# [Source document]
Content starts

Indian National Team: Breach Of AFC Equipment Rule As India Don 'Panasonic' Jerseys Against Thailand

No rules...
Following the two month preparation camp in Portugal, the Indian national team headed straight to Bangkok to play an international friendly match against Thailand which they eventually lost by a 1-0 scoreline.

Interestingly, the two teams had their sponsor’s logo on their jerseys with India displaying the Panasonic brand while Thailand doing the same for Chang. It is reliably learnt that the team had a set of jerseys without the 'Panasonic' brand mentioned on the shirts as well.

Panasonic have been promised that their logo shall be displayed in front of the player’s jerseys during international matches and in the six such matches which the All India Football Federation (AIFF) has to organise in the country in each year of the three year agreement, this has to be delivered as well.


Indian National Team With Panasonic Jerseys

However, this rule is also subject to the specifications provided by the Asian Football Confederation (AFC) and FIFA, the world governing body for football.

The AFC Equipment clearly states that the sponsor’s logo must not be advertised on kit attire (the garments and articles worn or used in the Controlled Access Areas before, during and after a football match) which includes the shirt, shorts, socks, gloves, cap, glove bag, bottle, towel, underwear, thermal underwear, T-shirt, vest, sweatband, captain’s armband, shinguards, headband, support bandages, tracksuit, coat, stadium jacket, waterproof garments, sweatshirt, medical bag, bibs, ties, suits, any other items worn on the person or kit used, luggage, etc.

Content ends

# [Stored records]

Content starts

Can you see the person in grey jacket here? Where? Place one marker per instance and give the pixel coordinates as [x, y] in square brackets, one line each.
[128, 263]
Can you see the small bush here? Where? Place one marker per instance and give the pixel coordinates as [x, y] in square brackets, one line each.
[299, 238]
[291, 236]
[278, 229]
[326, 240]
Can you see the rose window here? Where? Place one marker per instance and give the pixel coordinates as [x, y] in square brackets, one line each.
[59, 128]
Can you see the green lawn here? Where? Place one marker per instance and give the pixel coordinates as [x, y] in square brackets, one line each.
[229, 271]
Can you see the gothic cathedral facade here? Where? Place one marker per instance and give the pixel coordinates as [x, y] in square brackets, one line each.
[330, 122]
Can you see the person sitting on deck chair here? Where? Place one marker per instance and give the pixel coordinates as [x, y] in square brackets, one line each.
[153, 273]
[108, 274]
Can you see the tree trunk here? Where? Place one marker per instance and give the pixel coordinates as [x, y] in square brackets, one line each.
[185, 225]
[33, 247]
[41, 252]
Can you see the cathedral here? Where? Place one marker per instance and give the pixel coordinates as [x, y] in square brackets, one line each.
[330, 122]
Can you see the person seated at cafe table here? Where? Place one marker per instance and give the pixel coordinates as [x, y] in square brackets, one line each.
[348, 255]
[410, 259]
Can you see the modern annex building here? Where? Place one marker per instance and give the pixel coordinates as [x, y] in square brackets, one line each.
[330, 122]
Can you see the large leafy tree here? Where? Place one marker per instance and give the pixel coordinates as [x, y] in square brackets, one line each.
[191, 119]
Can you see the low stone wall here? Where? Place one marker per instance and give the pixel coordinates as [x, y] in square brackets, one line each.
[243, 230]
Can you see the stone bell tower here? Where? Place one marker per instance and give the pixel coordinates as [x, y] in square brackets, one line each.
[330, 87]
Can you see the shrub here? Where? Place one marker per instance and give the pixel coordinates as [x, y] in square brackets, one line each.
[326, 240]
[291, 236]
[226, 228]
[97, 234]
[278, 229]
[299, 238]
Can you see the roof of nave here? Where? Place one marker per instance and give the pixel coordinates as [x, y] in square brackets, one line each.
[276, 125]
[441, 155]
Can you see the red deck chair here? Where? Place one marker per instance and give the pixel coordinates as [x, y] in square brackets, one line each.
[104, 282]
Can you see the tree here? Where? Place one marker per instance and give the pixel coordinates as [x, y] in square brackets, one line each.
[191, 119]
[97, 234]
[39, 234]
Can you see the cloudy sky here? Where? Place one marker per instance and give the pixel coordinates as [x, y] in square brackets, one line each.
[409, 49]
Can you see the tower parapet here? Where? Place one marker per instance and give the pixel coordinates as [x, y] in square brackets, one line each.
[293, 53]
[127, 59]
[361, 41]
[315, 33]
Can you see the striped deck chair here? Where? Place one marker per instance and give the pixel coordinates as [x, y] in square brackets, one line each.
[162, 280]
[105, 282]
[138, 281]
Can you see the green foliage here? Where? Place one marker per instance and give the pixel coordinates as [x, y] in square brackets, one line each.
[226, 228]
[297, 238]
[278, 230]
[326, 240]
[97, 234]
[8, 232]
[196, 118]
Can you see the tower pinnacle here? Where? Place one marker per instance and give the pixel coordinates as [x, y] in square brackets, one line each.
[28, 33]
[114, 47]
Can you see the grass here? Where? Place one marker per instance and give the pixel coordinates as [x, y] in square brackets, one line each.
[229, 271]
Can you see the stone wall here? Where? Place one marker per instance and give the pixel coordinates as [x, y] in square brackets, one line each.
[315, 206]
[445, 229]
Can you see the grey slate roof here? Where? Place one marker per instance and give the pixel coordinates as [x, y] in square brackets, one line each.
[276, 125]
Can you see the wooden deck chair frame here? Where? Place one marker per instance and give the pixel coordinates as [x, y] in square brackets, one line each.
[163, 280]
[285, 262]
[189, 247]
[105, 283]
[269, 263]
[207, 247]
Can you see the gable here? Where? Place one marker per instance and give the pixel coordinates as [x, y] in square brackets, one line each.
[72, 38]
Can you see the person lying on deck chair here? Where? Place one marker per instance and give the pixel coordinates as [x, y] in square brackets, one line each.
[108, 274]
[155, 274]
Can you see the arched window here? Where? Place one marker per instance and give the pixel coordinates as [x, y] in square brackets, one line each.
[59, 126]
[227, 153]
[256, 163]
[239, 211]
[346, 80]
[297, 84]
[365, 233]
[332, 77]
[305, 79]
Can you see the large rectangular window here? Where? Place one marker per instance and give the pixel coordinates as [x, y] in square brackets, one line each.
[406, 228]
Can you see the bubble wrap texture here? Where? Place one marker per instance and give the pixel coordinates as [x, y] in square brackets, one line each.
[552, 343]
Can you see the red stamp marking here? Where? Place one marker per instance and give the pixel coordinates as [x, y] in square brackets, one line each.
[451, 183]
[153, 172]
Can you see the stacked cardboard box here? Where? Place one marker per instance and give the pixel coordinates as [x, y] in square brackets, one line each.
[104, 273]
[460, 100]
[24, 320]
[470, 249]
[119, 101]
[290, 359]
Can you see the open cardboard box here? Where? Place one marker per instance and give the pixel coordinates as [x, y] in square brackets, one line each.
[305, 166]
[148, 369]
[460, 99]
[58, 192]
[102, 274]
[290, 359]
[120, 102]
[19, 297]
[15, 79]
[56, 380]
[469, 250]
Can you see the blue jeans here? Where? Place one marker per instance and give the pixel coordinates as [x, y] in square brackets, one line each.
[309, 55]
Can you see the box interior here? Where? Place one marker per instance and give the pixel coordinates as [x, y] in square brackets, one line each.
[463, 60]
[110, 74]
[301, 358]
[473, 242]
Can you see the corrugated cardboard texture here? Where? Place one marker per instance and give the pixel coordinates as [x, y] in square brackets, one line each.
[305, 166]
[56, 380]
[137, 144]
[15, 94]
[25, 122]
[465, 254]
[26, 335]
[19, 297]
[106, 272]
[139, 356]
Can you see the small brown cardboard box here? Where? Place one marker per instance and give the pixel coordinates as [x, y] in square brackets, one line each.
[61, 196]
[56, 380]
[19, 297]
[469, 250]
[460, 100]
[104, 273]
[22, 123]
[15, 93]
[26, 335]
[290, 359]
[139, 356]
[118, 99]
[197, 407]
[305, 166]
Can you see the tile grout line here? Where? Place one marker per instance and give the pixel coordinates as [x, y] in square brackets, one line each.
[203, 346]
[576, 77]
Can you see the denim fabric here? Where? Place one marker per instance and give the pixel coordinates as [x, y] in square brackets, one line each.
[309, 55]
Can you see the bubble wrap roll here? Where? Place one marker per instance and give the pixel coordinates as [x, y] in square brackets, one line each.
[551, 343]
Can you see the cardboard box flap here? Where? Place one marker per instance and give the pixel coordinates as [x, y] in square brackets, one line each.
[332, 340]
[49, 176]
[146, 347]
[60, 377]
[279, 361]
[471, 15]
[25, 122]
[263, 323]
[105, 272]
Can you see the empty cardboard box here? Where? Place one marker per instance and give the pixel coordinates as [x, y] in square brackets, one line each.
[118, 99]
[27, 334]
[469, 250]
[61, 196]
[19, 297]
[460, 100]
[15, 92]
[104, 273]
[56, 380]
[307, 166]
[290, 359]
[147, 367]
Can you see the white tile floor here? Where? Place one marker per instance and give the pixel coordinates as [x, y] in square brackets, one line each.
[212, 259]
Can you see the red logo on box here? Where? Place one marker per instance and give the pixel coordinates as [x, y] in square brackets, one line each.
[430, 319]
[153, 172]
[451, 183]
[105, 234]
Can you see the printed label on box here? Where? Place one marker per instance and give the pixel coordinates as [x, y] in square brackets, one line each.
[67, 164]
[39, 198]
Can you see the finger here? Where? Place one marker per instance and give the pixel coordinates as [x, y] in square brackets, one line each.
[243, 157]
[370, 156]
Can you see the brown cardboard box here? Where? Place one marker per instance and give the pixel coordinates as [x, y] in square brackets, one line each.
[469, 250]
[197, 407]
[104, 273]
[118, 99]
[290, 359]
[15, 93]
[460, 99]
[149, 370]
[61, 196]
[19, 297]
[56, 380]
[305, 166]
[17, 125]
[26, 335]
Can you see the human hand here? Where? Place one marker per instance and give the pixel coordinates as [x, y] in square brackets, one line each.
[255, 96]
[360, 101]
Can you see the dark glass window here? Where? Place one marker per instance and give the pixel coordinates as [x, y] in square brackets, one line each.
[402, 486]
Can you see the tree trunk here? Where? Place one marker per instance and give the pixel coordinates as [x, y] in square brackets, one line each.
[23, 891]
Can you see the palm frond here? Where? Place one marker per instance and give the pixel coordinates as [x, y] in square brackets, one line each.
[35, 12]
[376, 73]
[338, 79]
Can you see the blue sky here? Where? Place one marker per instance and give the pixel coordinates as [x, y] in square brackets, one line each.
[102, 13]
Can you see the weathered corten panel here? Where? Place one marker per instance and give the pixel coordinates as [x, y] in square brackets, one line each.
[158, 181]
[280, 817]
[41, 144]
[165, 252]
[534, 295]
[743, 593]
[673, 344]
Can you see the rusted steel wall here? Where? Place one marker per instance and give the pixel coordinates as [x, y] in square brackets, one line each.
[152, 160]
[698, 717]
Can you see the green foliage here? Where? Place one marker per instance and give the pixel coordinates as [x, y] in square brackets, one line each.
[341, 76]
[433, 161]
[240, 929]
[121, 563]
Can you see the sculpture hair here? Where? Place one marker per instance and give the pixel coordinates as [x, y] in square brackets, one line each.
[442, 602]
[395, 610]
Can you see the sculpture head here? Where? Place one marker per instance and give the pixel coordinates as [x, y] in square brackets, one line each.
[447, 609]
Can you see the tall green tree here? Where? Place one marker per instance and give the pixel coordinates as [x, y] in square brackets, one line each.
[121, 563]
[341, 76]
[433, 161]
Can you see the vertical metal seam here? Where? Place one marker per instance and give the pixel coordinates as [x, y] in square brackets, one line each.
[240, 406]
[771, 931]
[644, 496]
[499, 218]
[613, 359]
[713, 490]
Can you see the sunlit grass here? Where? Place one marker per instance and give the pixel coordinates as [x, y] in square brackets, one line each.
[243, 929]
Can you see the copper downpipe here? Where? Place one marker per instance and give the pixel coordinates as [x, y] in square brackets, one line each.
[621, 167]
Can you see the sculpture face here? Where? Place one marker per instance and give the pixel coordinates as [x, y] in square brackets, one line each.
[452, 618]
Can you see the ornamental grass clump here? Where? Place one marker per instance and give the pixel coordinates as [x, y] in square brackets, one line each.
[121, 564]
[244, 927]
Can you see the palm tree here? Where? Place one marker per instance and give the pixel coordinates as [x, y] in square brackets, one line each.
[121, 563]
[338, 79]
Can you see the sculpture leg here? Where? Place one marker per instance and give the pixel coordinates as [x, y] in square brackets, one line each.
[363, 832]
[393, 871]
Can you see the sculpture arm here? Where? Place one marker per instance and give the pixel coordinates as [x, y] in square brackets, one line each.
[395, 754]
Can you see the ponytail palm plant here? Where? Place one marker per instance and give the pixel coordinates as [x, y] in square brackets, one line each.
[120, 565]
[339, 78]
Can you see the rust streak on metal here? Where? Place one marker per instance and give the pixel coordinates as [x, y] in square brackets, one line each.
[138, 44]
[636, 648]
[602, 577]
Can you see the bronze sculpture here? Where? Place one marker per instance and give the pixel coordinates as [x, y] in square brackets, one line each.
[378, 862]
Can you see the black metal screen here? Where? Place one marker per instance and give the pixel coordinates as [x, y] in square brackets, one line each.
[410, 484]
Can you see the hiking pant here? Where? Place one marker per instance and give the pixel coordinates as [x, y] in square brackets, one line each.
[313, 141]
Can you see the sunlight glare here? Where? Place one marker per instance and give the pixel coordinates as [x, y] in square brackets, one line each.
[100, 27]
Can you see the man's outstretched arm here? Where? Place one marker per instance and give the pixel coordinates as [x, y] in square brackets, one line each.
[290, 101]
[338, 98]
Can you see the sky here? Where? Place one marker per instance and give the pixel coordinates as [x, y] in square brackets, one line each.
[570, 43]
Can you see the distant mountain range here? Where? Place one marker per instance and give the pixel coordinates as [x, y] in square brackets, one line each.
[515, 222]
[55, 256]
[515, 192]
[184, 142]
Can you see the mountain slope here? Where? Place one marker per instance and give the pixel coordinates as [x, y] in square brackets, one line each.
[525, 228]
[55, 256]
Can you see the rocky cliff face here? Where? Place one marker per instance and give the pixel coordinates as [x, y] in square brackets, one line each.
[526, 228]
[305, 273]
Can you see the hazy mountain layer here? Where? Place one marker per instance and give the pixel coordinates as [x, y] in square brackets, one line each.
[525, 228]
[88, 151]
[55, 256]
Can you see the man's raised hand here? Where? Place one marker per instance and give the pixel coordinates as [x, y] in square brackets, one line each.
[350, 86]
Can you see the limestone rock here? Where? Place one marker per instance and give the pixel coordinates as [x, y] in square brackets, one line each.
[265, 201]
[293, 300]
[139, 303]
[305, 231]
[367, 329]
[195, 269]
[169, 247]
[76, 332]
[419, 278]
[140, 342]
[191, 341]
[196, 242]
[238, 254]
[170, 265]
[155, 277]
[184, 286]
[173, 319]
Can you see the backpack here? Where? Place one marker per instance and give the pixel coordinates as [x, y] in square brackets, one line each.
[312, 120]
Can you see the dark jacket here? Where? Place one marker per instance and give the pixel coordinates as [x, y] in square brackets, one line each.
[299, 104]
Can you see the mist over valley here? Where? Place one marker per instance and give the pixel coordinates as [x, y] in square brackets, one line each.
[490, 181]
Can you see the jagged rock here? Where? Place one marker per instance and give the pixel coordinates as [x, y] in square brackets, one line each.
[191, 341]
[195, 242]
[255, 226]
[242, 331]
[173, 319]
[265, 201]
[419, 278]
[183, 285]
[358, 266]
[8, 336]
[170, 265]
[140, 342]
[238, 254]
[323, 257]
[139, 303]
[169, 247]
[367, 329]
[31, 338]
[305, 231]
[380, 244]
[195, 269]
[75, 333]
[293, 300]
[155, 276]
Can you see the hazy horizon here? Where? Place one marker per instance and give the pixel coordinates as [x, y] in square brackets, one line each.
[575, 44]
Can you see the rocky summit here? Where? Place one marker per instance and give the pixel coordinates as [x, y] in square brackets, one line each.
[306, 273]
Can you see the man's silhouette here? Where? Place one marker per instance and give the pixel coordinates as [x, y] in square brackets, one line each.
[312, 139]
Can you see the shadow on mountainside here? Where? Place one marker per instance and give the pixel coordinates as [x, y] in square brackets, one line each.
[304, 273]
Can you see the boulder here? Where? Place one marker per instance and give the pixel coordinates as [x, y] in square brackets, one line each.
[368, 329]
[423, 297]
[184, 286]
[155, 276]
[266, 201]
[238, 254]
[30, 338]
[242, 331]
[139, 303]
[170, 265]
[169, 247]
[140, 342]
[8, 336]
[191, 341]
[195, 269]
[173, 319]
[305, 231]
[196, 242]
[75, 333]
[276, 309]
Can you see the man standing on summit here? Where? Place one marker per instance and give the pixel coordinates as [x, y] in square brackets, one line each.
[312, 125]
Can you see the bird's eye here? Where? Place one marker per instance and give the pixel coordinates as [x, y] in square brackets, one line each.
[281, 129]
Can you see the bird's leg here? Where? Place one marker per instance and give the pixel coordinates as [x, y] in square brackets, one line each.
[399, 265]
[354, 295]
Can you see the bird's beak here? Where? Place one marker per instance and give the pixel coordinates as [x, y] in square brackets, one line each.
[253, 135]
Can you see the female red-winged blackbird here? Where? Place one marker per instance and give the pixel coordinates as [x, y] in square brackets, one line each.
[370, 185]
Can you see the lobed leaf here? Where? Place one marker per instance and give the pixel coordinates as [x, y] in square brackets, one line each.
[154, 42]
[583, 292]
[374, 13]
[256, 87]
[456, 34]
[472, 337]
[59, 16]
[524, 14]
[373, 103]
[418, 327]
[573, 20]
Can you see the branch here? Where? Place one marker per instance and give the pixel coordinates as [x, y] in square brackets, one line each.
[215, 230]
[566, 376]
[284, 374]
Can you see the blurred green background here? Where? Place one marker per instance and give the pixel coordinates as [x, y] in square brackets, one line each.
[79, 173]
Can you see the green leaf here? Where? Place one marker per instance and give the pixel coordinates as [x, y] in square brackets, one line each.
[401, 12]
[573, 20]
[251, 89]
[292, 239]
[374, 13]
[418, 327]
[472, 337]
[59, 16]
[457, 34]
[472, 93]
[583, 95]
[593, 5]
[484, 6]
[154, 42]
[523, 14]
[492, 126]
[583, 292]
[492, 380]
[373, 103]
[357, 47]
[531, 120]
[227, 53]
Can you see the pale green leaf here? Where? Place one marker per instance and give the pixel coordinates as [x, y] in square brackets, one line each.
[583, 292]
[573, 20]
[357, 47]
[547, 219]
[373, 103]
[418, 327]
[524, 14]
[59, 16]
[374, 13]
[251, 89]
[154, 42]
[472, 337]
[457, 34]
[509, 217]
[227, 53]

Content ends

# [Assignment]
From the article about India's Panasonic jerseys, extract the passage from "Indian National Team: Breach" up to and including "delivered as well.", word for word.

# [Solved problem]
Indian National Team: Breach Of AFC Equipment Rule As India Don 'Panasonic' Jerseys Against Thailand

No rules...
Following the two month preparation camp in Portugal, the Indian national team headed straight to Bangkok to play an international friendly match against Thailand which they eventually lost by a 1-0 scoreline.

Interestingly, the two teams had their sponsor’s logo on their jerseys with India displaying the Panasonic brand while Thailand doing the same for Chang. It is reliably learnt that the team had a set of jerseys without the 'Panasonic' brand mentioned on the shirts as well.

Panasonic have been promised that their logo shall be displayed in front of the player’s jerseys during international matches and in the six such matches which the All India Football Federation (AIFF) has to organise in the country in each year of the three year agreement, this has to be delivered as well.